Source data: Begin

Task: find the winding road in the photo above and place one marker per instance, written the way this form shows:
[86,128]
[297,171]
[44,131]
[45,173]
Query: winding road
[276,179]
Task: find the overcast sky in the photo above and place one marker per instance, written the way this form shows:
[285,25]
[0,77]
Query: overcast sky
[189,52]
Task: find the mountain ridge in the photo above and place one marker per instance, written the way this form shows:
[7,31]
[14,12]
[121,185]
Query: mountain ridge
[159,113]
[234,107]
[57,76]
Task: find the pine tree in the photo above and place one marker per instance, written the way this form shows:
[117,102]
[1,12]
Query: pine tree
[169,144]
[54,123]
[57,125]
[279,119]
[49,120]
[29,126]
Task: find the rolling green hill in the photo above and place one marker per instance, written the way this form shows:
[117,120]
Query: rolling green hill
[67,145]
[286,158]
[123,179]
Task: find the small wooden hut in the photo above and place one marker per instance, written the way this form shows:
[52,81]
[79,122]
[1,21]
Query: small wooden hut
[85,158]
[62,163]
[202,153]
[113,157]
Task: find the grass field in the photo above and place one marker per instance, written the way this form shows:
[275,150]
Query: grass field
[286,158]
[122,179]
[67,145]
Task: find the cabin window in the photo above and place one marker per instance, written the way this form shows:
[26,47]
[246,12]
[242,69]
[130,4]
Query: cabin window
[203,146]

Source data: End

What you need to do: Which lines in the records above contain the word "find"? Copy each one.

Answer box:
Task: find the winding road in the photo above and place one marker per instance, written the way this form shows:
Task: find the overcast sky in the photo above and place one marker per instance, written the way this form shows:
Task: find the mountain ridge in the photo above and place one marker per instance, written the way this form shows:
Task: find the pine tree in the photo above and place one marker per instance, written the way this form shows:
Task: find the rolling green hill in the photo above and place one marker per instance, written the way this form shows:
Task: find the small wooden hut in the photo above and place one marker per instance, written the way this form shows:
Task: find the grass field in the photo above and place one marker per instance, written the way this form shows:
Task: find the cabin window in the photo above and place one marker per instance, written the way this form shows:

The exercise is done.